--- BEGIN Dataset entries ---
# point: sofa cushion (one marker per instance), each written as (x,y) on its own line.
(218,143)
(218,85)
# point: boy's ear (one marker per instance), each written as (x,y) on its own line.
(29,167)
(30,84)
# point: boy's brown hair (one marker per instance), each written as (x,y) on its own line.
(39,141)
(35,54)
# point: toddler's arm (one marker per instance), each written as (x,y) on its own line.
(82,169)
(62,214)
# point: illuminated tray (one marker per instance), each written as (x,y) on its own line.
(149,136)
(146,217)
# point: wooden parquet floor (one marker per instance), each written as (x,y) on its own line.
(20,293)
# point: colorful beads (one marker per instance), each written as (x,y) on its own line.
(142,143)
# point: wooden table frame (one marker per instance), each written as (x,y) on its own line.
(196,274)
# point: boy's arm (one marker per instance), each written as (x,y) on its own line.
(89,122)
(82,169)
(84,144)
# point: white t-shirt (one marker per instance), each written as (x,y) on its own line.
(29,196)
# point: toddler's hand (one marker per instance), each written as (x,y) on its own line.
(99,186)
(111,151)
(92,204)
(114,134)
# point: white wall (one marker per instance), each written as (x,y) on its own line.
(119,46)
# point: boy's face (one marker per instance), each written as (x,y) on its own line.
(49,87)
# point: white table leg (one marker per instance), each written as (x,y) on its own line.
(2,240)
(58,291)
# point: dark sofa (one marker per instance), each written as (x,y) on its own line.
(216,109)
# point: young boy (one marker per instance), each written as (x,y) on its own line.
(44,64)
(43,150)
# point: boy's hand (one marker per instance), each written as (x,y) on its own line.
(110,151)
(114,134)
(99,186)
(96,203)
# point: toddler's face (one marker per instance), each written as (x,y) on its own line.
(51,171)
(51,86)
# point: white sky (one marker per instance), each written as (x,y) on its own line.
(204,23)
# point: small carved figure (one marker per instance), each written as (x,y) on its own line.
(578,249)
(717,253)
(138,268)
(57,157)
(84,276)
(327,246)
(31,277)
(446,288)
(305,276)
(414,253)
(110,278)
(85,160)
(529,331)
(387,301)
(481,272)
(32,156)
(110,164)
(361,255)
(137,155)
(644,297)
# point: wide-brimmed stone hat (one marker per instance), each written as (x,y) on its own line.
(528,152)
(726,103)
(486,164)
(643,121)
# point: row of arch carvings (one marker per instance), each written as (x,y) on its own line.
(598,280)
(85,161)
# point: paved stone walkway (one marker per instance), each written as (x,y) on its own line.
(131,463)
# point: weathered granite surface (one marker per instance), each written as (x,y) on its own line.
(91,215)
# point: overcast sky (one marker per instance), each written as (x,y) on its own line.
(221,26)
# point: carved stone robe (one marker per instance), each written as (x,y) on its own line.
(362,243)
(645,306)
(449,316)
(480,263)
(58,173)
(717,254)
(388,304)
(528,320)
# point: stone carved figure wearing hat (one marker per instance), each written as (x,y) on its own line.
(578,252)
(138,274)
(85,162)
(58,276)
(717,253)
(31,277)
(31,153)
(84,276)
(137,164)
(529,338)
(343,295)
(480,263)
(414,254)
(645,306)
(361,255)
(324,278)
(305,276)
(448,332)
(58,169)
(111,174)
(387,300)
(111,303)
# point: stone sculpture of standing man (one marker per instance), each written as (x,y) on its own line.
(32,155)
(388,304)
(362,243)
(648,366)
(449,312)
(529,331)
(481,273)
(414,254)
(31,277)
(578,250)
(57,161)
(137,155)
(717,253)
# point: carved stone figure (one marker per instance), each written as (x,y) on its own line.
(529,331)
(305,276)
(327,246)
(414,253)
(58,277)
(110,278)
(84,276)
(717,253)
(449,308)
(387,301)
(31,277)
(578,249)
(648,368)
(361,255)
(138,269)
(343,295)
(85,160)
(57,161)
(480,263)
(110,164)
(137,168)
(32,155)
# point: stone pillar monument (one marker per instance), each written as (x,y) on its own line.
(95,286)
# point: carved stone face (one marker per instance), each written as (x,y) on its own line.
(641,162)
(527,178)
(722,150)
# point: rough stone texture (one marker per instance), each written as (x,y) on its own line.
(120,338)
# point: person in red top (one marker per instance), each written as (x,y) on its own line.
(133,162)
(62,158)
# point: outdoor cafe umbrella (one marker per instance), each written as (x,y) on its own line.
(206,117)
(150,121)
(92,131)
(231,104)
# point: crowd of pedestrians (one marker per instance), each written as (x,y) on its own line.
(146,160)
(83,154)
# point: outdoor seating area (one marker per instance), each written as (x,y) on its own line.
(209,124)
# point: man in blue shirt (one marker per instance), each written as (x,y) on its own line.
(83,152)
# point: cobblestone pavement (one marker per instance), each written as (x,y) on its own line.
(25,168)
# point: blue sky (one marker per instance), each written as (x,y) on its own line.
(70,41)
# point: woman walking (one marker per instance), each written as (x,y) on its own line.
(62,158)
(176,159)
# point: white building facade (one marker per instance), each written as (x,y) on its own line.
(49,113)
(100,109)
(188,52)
--- END Dataset entries ---
## Work to do
Render every line of the rows above as a JSON list of strings, with one string per line and any blank lines omitted.

## Response below
[
  "# point: sofa cushion (one marker per instance), each written as (x,y) on its own line.",
  "(218,143)",
  "(218,85)",
  "# point: boy's ear (one marker per instance), each written as (x,y) on its own line.",
  "(29,167)",
  "(30,84)",
  "# point: boy's brown hair (one marker per instance), each written as (x,y) on its own line.",
  "(39,141)",
  "(35,54)",
  "# point: toddler's arm (one marker per instance), each written as (x,y) on its own line.",
  "(82,169)",
  "(62,214)",
  "# point: illuminated tray (one marker per instance), each written as (x,y) on its own line.",
  "(149,136)",
  "(146,217)",
  "# point: wooden parquet floor (one marker per instance), each written as (x,y) on its own line.",
  "(20,293)",
  "# point: colorful beads (one marker per instance), each written as (x,y) on its own line.",
  "(142,143)",
  "# point: wooden table frame (one marker per instance), each written as (x,y) on its own line.",
  "(196,274)",
  "# point: boy's arm (one marker per instance), each written as (x,y) on its own line.",
  "(89,122)",
  "(82,169)",
  "(84,144)",
  "# point: white t-shirt (one marker per instance), each written as (x,y) on its own line.",
  "(29,196)",
  "# point: toddler's hand (one marker per instance), each written as (x,y) on its own line.",
  "(99,186)",
  "(111,151)",
  "(92,204)",
  "(114,134)",
  "# point: white wall (one marker per instance), each written as (x,y) on its own line.",
  "(119,46)",
  "# point: boy's face (one marker per instance), each written as (x,y) on its own line.",
  "(49,87)",
  "# point: white table leg (one marker per instance), each written as (x,y) on its own line.",
  "(2,240)",
  "(58,291)",
  "# point: dark sofa (one marker per instance), each written as (x,y) on its own line.",
  "(216,109)",
  "# point: young boy (one marker per instance), each written as (x,y) on its own line.",
  "(44,64)",
  "(43,150)",
  "# point: boy's hand (one marker per instance), each written as (x,y) on its own line.",
  "(110,151)",
  "(114,134)",
  "(99,186)",
  "(96,203)",
  "# point: toddler's face (one marker per instance), each written as (x,y) on its own line.",
  "(51,171)",
  "(51,86)",
  "# point: white sky (one marker per instance), each written as (x,y) on its own line.",
  "(204,23)",
  "# point: small carved figure (one marker per instance), each written as (x,y) on its own line.",
  "(578,249)",
  "(717,253)",
  "(138,268)",
  "(57,157)",
  "(84,276)",
  "(327,246)",
  "(31,277)",
  "(446,288)",
  "(305,276)",
  "(414,253)",
  "(110,278)",
  "(85,160)",
  "(529,331)",
  "(387,301)",
  "(481,272)",
  "(32,156)",
  "(110,164)",
  "(361,255)",
  "(137,155)",
  "(644,297)",
  "# point: wide-brimmed stone hat (one marker per instance), each written as (x,y) on its own line.",
  "(528,152)",
  "(726,103)",
  "(486,164)",
  "(643,121)",
  "# point: row of arch carvings (one marker per instance), each written as (x,y) on its own line.",
  "(598,280)",
  "(85,161)",
  "# point: paved stone walkway (one marker per instance), each written as (x,y) on its own line.",
  "(131,463)",
  "# point: weathered granite surface (one marker per instance), each written as (x,y) on its own line.",
  "(91,215)",
  "# point: overcast sky (one marker per instance), each written as (x,y) on its own line.",
  "(221,26)",
  "# point: carved stone robe (one marker per instance), each written as (x,y) on its own line.",
  "(362,243)",
  "(645,306)",
  "(449,316)",
  "(480,263)",
  "(58,173)",
  "(717,254)",
  "(388,304)",
  "(528,320)",
  "# point: stone carved figure wearing hat (one marker per instance), each written as (x,y) on its own line.",
  "(578,252)",
  "(138,274)",
  "(85,162)",
  "(58,276)",
  "(717,253)",
  "(31,277)",
  "(31,153)",
  "(84,276)",
  "(137,164)",
  "(529,338)",
  "(343,295)",
  "(480,263)",
  "(414,254)",
  "(645,306)",
  "(361,255)",
  "(324,278)",
  "(305,276)",
  "(448,332)",
  "(58,169)",
  "(111,174)",
  "(387,300)",
  "(111,303)",
  "# point: stone sculpture of standing man (one marker per instance), each written as (x,y) on its own line.",
  "(32,155)",
  "(388,304)",
  "(362,243)",
  "(648,366)",
  "(449,312)",
  "(529,331)",
  "(481,273)",
  "(414,254)",
  "(31,277)",
  "(578,250)",
  "(57,161)",
  "(137,155)",
  "(717,253)",
  "# point: carved stone figure (one marker per instance), each written as (x,y) on its own line.",
  "(529,331)",
  "(305,276)",
  "(327,246)",
  "(414,253)",
  "(58,277)",
  "(110,278)",
  "(84,276)",
  "(717,253)",
  "(449,308)",
  "(387,301)",
  "(31,277)",
  "(578,249)",
  "(648,368)",
  "(361,255)",
  "(138,269)",
  "(343,295)",
  "(85,160)",
  "(57,161)",
  "(480,263)",
  "(110,164)",
  "(137,168)",
  "(32,155)",
  "# point: stone pillar monument (one marker per instance), each written as (x,y) on its own line.",
  "(95,286)",
  "# point: carved stone face (one marker per instance), each written as (x,y) on its own line.",
  "(641,162)",
  "(527,178)",
  "(722,150)",
  "# point: rough stone texture (one marker per instance), each written as (x,y) on its own line.",
  "(120,338)",
  "# point: person in red top (one marker per instance), each written as (x,y) on its own line.",
  "(133,162)",
  "(62,158)",
  "# point: outdoor cafe umbrella (one marker per instance), each written as (x,y) on its own line.",
  "(206,117)",
  "(150,121)",
  "(92,131)",
  "(231,104)",
  "# point: crowd of pedestrians (one marker per instance), each written as (x,y) on its own line.",
  "(146,160)",
  "(83,154)",
  "# point: outdoor seating area (one marker per instance), each written as (x,y) on its own line.",
  "(209,124)",
  "# point: man in blue shirt (one marker per instance), each written as (x,y) on its own line.",
  "(83,152)",
  "# point: cobblestone pavement (one marker per instance), each written as (x,y) on its own line.",
  "(25,168)",
  "# point: blue sky (one marker per instance), each written as (x,y) on its own line.",
  "(70,41)",
  "# point: woman walking (one marker per instance), each written as (x,y) on its own line.",
  "(62,158)",
  "(176,159)",
  "# point: white building facade (one marker per instance), each written as (x,y) on its own line.",
  "(49,113)",
  "(100,109)",
  "(188,52)"
]